Tem uma cena do filme Dias Perfeitos sobre a qual não paro de pensar há quatro meses. Se você não acompanhou o hype, nesta obra-prima delicada do Wim Wenders acompanhamos o cotidiano de Harayama, um faxineiro responsável por limpar os banheiros públicos de Tóquio, que segue todos os dias uma rotina simples e sem grandes acontecimentos. Ou melhor: uma rotina em que aprecia os pequenos grandes acontecimentos que cabem em um dia ordinário. Durante o filme, sabemos muito pouco sobre Harayama, um personagem que quase não fala. Sabemos que ele gosta de ouvir fitas cassete no caminho para o trabalho, que lê antes de dormir, gosta de fotografar o movimento entre as árvores e aprecia as plantas. É um homem simples, vivendo em um lugar simples, parece ter encontrado um lar dentro dessa simplicidade quase onírica.
Na cena sobre a qual não paro de pensar, temos o único vislumbre de sua vida pregressa, da vida que aconteceu antes que ele encontrasse seu lugar no mundo, quando recebe a visita de sua irmã em um carro luxuoso. Harayama cumprimenta a irmã com o mesmo espírito franco e silencioso, e nos pouquíssimos segundos de interação descobrimos que não foi sempre assim (a simplicidade, o ritual de beleza). Entendemos que ele vem de uma família abastada, e escolheu abandonar isso tudo por algum motivo traumático. Nada de mais é revelado ali. Tudo que precisamos saber é revelado ali. É uma aula de narrativa precisamente por isso, por revelar uma história que ampara e justifica esse personagem, mesmo que seja uma história incompleta. Incompleta porque não é entregue com todos os seus detalhes, e deixa ao outro lado a benção da suposição.
Esse é um tipo de sofisticação narrativa que também aparece na boa literatura. Está na emblemática dúvida de Bentinho e nas personagens misteriosas de Lygia Fagundes Telles. Kazuo Ishiguro, um dos meus escritores favoritos, é um mestre nisso de não dar satisfação ao leitor: em um de seus livros, somos jogados em meio a uma realidade de pessoas clonadas com o propósito de doar órgãos. Não há introduções a esse mundo, nem justificativas morais, é um mundo que simplesmente existe, e pegamos a história já no meio do caminho. Em outro livro dele, uma terra medieval é assolada pela névoa do esquecimento, em uma alegoria que jamais é justificada, mas definitivamente sentida.

=== Pedido ===
Prossiga o texto sobre o filme Dias Perfeitos e as histórias contadas pela metade, começando logo após a última frase. A listagem não tem papel algum aqui.

=== Dados fornecidos ===
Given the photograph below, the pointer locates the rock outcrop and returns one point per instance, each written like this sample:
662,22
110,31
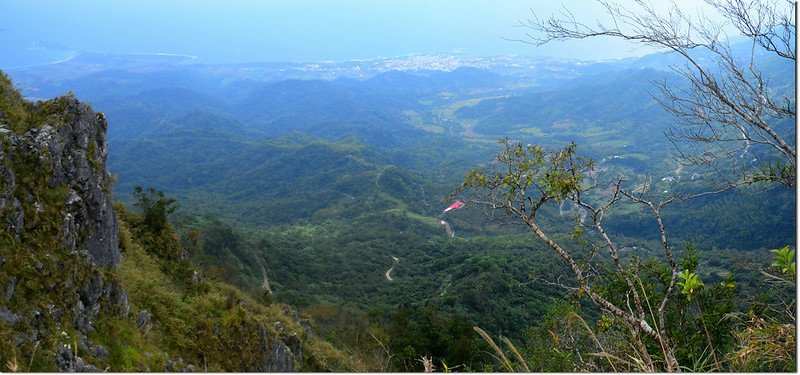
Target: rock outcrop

=== Resposta ===
Também pesco aqui na memória o maravilhoso Galveias, de José Luis Peixoto. No romance do português, um meteoro cai em um pequeno vilarejo, arrastando um cheiro pernicioso de enxofre, mas essa não é a história do meteoro. Apesar de muito impactadas pelo evento, as pessoas não o investigam de frente, é um evento que corre simultâneo às vidas narradas. Amo esse livro. Um dia, uma amiga a quem o dei de presente comentou comigo: “você percebeu que o meteoro é uma metáfora para o regime de Salazar em Portugal?”. Eu não tinha percebido. Me senti muito burra, mas admirei ainda mais o livro.
É lindo quem consegue narrar assim, sustentando mundos inteiros nas entrelinhas, e contando com a inteligência dos leitores para completar o caminho. Nem tudo precisa ser descrito e sinalizado, encaixado nos capítulos com um holofote de intenção. A melhor literatura, na verdade, é feita dessas pálidas insinuações.
No fundo, trata-se de uma extensão daquele conselho de escrita batidíssimo, porém verdadeiro: mostre, não fale. Mas mostre pouco. Uma das questões que mais encontro no trabalho de escritores iniciantes é a urgência por sair revelando tudo que podem de seus personagens, com frequência recorrendo a imagens gastas e arrematando o fim das histórias antes de completar o arco de desenvolvimento. Eu reconheço, porque também já fui assim. Parece que você quer provar a alguém (a quem?) que a sua ficção é verdadeira, que a sua mentirinha é passível de verossimilhança, e o recurso ao qual recorre é quase sempre o caminho da obviedade.
O personagem machista vai aparecer então cuspindo no chão e xingando a mulher; um rapaz no armário vai descobrindo a sexualidade ao observar os amigos jogando futebol ou algo do tipo; a esposa reprimida tem desejos secretos, mas é incapaz da sordidez. Todos esses traços de caráter, definitivos para o caminhar da história, podem aparecer de uma forma muito mais sutil. O machismo de alguém pode não estar escancarado na brutalidade, mas no afeto quase insuportável que um pai sente por suas filhas, ou na vergonha em assumir uma depressão. O rapaz no armário pode se descobrir por meio das aventuras em um darkroom. A esposa se vinga da repressão sumindo com objetos e quinquilharias do marido e deixando-o louco aos pouquinhos. Enfim, são inúmeras as possibilidades, e quanto mais surpreendentes e sutis, melhor.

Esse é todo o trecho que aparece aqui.